Cancer is Bad, I know this is first hand.

No one wants to hear that awful word, cancer, the big C, and you don't want to hear it about a relative or a friend, not even mean people. It is an illness that no one wants and no one wants anyone else to have. But it is a reality. We need to remember we go through the valley of the shadow of death, we don't stay there. Attitude is vital when facing any catastrophic illness or any distressing event in life. How we go through this can be our gift to others. I know that sounds corny but it is true. No one likes being around people who are grumpy and unhappy, I would image even those who are grumpy and unhappy don't even like being around themselves. It isn't easy at first, but with the grace of God we can be positive and remember this too shall pass. Sometimes I've thought it is easier to be the patient that those around me that don't know what to say or do to help me through Cancer.

Tuesday, July 26, 2011

Where did that knot come from?

● ● ●

→ WORK TO COMPLETE:
Copy the passage of the post about cancer word for word, starting at "No one wants to" and ending after "me through Cancer.". The items that come after this post about cancer have nothing to do with it.

→ RECORDS PROVIDED:

● ● ●

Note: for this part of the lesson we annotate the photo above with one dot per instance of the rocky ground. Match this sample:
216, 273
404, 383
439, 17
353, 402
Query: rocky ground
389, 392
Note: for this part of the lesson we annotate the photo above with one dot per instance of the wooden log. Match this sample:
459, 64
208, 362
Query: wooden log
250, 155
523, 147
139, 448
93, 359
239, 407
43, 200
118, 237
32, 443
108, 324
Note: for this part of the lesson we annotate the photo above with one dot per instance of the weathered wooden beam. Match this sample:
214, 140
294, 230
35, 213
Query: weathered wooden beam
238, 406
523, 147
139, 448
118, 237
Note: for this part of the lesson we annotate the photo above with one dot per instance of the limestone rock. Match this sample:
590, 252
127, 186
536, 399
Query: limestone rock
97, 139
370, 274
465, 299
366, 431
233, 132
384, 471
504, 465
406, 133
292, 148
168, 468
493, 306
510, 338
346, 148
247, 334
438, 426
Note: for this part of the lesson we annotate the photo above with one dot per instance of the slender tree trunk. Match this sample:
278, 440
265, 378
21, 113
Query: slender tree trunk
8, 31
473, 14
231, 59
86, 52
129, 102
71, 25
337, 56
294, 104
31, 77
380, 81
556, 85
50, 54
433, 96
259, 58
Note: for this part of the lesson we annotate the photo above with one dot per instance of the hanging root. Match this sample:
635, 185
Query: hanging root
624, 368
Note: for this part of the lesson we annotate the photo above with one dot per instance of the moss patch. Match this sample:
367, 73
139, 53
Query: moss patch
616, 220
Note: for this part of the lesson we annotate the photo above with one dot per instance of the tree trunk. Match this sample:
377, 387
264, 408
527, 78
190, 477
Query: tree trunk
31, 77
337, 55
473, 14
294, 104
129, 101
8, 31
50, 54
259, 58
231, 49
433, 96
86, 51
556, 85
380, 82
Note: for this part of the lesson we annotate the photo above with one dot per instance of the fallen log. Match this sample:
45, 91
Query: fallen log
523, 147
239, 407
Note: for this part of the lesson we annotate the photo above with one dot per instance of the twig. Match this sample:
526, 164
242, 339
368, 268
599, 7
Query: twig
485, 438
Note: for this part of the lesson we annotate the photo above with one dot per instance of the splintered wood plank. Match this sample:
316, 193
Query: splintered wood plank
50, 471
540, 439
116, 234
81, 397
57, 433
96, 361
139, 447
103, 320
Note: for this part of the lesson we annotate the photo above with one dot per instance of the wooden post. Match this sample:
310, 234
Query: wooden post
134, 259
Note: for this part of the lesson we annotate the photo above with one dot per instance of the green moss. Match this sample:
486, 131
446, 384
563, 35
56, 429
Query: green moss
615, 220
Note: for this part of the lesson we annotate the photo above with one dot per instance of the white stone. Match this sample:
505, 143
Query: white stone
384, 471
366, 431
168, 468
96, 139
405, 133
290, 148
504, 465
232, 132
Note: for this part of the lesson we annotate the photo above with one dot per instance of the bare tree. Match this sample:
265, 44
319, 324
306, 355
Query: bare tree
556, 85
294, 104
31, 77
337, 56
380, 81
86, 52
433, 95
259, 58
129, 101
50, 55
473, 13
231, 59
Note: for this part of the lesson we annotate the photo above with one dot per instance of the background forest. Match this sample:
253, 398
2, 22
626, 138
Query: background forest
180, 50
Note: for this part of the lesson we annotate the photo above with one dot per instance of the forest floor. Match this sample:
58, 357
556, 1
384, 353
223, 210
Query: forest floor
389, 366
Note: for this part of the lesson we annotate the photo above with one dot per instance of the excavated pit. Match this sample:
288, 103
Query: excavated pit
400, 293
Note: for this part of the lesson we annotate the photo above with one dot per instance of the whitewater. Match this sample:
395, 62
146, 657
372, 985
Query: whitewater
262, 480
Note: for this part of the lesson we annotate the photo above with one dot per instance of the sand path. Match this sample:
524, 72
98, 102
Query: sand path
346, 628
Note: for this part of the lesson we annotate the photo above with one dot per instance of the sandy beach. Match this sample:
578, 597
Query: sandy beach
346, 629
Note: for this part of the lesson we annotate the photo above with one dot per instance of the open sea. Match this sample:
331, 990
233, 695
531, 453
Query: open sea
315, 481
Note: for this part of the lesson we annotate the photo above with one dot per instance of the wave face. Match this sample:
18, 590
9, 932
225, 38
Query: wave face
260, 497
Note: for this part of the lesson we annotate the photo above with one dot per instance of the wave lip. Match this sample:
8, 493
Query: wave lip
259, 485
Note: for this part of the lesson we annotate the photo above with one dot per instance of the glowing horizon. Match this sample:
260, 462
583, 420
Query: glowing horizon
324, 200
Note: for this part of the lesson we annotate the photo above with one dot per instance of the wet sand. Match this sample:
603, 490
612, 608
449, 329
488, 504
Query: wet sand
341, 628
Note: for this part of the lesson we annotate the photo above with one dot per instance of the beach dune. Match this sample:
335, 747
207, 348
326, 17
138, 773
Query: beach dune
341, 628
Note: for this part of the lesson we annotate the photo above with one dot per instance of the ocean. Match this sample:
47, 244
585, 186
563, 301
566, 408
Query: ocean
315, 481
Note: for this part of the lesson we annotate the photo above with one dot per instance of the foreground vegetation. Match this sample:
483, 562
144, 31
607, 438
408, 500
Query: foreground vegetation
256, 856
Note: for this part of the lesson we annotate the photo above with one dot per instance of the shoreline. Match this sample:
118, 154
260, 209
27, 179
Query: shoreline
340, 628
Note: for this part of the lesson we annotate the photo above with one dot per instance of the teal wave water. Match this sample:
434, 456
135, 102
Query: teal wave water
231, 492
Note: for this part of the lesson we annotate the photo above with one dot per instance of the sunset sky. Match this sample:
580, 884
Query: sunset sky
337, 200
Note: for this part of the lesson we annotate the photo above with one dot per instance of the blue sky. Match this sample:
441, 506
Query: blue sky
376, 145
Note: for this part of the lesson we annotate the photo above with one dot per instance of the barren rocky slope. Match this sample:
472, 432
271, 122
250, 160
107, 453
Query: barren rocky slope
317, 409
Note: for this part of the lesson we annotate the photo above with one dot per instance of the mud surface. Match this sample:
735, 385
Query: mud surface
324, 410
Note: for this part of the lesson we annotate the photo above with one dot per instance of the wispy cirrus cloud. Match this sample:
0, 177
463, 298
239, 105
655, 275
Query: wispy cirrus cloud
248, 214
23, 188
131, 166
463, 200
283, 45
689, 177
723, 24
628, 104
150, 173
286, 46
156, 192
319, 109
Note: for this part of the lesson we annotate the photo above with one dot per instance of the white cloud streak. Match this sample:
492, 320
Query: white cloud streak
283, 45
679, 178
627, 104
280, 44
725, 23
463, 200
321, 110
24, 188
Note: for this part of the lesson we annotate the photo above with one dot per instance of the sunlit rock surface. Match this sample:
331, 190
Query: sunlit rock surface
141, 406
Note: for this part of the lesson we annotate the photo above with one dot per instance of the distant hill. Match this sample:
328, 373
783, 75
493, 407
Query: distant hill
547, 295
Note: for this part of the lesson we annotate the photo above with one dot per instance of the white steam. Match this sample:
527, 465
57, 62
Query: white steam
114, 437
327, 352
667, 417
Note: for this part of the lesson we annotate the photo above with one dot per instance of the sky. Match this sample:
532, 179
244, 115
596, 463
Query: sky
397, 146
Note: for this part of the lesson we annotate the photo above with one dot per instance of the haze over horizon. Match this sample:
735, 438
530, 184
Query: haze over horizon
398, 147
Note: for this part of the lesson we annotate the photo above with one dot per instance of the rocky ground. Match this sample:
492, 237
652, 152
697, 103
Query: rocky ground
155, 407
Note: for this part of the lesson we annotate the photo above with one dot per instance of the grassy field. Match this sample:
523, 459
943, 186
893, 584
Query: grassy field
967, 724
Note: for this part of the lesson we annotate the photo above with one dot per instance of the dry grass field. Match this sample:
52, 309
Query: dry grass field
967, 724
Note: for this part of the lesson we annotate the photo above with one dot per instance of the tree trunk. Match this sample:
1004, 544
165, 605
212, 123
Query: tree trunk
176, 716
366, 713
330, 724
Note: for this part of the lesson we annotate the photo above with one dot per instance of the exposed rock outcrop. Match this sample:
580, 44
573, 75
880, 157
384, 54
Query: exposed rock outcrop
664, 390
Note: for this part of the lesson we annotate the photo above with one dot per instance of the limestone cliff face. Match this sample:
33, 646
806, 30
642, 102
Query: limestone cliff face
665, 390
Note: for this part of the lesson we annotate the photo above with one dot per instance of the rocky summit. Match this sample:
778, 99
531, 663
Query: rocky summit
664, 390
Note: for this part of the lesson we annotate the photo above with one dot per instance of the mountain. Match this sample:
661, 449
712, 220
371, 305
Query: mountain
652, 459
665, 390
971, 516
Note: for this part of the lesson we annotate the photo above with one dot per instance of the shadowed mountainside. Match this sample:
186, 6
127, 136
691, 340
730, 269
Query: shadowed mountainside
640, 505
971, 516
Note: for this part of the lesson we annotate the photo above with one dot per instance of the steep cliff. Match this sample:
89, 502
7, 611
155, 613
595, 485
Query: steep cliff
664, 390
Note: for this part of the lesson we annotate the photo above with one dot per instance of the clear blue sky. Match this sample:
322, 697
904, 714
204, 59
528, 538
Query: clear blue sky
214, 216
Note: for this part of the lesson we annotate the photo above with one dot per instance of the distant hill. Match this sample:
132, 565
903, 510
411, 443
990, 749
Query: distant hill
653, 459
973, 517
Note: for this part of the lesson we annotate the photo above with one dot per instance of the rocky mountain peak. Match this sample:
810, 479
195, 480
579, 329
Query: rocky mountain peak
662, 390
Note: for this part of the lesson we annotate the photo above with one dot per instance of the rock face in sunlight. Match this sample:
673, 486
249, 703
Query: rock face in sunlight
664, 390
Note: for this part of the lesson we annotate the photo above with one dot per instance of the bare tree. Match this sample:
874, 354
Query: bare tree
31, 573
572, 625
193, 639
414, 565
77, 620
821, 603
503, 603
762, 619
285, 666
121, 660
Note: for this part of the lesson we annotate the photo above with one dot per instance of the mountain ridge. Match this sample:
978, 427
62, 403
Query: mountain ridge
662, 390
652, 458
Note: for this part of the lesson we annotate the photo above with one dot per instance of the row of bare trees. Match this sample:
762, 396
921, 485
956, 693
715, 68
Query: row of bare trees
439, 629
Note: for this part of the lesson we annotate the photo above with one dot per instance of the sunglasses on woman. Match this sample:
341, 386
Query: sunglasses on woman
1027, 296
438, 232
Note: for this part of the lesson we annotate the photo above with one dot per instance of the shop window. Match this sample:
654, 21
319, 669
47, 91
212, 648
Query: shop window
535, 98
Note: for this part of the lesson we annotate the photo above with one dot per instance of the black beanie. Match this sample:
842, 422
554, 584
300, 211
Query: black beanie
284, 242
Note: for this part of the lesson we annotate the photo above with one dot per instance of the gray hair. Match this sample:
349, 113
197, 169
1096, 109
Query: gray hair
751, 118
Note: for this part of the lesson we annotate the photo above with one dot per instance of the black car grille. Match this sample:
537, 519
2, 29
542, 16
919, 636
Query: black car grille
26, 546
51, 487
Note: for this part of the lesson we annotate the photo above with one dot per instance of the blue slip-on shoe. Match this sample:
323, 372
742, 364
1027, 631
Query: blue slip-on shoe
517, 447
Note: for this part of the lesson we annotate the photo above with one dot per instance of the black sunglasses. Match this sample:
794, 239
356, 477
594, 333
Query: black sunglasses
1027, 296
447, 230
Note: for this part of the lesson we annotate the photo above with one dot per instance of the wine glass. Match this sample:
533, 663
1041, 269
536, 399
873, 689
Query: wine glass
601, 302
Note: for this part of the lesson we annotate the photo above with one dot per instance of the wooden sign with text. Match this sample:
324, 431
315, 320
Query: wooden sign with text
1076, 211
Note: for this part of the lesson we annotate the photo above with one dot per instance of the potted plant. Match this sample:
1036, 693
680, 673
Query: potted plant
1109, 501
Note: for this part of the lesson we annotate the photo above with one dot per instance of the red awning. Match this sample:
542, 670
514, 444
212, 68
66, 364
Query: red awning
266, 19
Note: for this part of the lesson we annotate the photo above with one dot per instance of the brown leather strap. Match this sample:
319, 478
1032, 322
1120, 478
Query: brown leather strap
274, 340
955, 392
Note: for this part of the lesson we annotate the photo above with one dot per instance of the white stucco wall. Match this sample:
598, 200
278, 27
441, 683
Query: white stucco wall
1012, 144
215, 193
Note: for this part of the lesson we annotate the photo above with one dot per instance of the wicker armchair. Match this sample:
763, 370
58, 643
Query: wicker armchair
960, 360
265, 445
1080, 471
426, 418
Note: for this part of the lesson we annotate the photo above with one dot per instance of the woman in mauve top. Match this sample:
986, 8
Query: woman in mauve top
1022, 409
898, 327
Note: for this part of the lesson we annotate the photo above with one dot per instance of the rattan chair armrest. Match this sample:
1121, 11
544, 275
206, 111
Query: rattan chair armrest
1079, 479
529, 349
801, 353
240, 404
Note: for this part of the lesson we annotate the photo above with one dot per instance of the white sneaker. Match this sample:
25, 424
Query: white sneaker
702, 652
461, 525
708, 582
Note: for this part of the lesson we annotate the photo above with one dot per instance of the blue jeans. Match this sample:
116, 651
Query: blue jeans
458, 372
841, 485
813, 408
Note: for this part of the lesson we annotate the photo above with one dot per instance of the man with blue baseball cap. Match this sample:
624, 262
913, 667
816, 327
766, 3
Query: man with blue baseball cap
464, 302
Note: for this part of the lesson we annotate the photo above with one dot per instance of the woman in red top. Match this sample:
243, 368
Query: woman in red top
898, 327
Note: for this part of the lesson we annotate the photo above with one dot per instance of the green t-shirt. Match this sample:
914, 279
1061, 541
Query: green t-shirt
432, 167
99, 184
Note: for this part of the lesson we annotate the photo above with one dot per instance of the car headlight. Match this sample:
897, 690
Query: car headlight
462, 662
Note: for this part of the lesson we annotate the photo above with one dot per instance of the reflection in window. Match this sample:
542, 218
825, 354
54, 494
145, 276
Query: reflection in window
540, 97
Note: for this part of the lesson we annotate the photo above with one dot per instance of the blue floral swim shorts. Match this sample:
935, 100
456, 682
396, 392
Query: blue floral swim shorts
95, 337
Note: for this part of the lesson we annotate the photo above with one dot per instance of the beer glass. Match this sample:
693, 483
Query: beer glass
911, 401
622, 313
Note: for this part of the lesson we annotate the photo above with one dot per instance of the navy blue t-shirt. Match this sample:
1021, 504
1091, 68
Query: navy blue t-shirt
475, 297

● ● ●

→ WRITTEN ANSWER:
No one wants to hear that awful word, cancer, the big C, and you don't want to hear it about a relative or a friend, not even mean people. It is an illness that no one wants and no one wants anyone else to have. But it is a reality. We need to remember we go through the valley of the shadow of death, we don't stay there. Attitude is vital when facing any catastrophic illness or any distressing event in life. How we go through this can be our gift to others. I know that sounds corny but it is true. No one likes being around people who are grumpy and unhappy, I would image even those who are grumpy and unhappy don't even like being around themselves. It isn't easy at first, but with the grace of God we can be positive and remember this too shall pass. Sometimes I've thought it is easier to be the patient that those around me that don't know what to say or do to help me through Cancer.